RECORDS FOR THE EXERCISE -
____

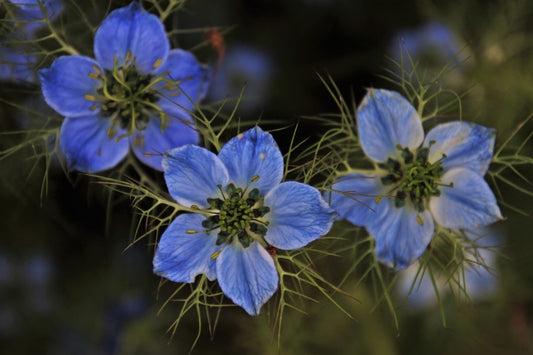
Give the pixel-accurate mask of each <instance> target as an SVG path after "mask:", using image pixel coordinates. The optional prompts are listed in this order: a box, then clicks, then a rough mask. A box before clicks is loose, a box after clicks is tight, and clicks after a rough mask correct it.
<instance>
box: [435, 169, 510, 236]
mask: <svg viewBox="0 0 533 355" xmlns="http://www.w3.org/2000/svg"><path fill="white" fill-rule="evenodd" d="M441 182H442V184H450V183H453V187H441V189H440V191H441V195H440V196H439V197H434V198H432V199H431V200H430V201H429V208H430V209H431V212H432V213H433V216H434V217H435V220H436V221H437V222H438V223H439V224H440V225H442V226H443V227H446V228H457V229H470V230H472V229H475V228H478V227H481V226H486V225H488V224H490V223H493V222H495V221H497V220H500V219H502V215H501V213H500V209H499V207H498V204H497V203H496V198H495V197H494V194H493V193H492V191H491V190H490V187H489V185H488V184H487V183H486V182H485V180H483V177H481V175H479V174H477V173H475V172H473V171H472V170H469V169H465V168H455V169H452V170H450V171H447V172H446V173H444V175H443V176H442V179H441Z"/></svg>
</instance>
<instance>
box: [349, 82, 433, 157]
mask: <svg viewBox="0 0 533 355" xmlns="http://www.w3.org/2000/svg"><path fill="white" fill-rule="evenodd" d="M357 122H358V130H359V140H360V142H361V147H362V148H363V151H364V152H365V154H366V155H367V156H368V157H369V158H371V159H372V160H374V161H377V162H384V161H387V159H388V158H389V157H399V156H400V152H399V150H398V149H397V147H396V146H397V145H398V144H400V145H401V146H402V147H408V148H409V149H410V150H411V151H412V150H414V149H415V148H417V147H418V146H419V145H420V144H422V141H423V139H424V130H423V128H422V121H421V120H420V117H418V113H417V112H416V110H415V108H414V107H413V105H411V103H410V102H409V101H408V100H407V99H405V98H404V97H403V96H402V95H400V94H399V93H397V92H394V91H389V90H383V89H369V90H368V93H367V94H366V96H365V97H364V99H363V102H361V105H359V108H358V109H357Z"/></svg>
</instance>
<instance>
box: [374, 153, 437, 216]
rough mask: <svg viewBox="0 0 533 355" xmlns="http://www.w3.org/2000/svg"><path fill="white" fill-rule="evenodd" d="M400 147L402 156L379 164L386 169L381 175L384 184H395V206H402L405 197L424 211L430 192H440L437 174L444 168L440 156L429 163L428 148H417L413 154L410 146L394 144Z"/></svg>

____

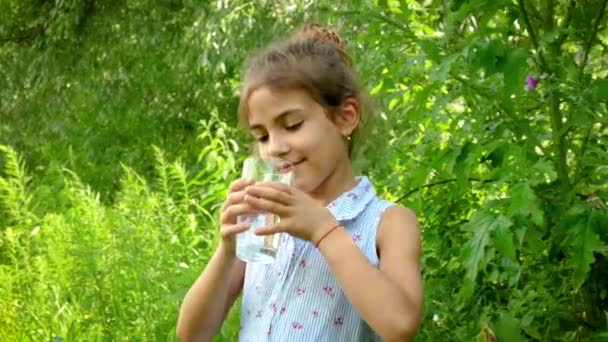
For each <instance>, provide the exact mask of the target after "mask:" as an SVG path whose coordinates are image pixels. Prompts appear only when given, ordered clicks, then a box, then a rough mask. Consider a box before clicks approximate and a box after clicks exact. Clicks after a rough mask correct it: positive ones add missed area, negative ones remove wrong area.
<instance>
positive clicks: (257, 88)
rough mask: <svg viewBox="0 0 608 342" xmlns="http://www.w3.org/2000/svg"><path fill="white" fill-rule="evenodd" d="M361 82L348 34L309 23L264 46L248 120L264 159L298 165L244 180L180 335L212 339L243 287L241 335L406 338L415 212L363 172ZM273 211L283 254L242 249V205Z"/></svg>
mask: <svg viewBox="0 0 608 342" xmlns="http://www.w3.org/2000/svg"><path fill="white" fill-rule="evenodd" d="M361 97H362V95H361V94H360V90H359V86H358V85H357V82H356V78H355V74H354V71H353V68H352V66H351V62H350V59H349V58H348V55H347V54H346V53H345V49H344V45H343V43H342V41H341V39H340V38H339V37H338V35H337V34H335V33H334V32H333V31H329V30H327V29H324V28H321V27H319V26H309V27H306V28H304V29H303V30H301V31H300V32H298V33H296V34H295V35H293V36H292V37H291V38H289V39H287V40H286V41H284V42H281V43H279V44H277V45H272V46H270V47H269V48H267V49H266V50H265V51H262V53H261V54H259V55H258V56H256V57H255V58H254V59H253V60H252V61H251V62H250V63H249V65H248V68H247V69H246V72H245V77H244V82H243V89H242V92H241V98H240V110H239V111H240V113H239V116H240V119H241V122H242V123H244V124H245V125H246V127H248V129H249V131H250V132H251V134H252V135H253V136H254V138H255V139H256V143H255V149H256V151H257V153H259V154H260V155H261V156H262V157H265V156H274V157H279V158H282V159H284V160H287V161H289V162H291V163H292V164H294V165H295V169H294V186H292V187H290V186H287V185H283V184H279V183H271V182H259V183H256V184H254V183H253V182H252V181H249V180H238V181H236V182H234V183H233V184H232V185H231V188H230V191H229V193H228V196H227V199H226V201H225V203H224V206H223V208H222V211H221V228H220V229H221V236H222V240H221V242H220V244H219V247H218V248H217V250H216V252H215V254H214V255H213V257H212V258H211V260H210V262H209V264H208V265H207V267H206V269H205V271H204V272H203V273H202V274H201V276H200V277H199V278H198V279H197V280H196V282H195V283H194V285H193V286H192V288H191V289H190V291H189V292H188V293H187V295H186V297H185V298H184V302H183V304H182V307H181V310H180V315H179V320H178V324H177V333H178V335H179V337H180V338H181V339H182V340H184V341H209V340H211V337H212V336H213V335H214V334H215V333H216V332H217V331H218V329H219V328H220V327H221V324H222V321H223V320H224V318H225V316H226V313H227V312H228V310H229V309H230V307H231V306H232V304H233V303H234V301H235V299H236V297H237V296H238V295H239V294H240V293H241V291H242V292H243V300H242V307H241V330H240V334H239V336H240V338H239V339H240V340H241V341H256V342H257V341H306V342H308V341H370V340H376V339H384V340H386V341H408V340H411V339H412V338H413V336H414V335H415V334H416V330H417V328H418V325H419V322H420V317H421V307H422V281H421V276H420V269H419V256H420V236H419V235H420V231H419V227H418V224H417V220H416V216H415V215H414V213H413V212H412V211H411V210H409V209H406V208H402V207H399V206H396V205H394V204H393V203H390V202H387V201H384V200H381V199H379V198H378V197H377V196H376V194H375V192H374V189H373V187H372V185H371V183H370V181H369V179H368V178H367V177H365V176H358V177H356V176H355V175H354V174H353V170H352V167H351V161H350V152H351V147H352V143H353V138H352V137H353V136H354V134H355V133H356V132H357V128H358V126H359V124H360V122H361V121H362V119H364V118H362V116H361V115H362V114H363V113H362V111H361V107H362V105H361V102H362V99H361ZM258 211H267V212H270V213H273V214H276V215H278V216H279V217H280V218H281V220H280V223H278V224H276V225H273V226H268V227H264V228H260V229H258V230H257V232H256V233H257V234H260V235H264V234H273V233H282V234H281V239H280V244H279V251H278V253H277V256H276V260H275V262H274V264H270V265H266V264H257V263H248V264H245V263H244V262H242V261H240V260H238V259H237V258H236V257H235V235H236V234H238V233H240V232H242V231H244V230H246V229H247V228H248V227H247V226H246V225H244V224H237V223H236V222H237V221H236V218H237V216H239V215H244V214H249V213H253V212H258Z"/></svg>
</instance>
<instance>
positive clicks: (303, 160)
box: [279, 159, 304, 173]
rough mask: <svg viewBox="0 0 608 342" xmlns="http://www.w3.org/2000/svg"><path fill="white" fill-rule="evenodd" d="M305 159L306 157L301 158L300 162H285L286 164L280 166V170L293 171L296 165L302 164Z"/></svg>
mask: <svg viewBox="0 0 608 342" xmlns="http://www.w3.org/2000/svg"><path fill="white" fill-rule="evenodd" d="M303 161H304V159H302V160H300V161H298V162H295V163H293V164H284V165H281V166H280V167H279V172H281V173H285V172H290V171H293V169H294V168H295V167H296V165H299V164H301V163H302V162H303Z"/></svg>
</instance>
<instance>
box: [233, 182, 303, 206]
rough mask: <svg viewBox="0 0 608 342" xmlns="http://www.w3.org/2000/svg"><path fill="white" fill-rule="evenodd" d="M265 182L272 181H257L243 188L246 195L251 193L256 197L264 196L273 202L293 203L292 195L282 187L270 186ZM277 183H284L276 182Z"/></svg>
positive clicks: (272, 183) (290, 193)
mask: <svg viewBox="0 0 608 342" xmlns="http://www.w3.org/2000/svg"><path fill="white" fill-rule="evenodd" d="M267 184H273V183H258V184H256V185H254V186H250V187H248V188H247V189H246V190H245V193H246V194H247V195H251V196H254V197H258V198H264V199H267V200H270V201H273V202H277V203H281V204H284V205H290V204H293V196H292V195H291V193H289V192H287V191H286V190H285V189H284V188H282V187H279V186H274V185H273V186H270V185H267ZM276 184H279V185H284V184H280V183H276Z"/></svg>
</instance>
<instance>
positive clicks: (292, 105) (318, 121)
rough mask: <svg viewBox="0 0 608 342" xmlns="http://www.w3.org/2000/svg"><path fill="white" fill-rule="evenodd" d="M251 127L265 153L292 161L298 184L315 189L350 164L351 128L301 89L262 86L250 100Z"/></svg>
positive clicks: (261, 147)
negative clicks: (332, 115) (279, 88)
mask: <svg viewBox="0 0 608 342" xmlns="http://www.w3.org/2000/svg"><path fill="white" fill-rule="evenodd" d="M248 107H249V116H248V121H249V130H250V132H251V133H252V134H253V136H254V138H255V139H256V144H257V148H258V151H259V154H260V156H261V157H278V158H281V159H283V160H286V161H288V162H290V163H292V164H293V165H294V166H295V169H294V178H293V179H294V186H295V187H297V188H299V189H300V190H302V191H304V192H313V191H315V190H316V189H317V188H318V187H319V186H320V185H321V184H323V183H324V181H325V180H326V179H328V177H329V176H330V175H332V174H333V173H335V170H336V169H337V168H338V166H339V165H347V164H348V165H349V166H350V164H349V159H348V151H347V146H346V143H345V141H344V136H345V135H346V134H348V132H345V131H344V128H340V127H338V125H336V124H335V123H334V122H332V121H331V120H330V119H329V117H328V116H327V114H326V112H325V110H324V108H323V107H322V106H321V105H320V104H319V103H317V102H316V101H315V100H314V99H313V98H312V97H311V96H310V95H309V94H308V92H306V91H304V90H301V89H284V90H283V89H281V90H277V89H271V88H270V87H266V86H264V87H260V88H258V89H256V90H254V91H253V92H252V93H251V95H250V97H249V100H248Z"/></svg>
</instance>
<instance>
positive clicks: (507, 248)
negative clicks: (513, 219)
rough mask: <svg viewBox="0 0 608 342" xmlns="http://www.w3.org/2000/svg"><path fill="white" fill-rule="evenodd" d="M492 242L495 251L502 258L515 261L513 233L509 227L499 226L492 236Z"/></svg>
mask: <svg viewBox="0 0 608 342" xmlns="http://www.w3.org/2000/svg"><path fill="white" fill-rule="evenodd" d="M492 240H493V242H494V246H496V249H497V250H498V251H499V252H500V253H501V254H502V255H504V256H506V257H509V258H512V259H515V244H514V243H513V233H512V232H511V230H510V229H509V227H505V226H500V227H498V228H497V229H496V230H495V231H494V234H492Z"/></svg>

____

WORK ORDER -
Of all the lines in the records, how many have the word "each"? Write only the number.

OUTPUT OF THE EXERCISE -
2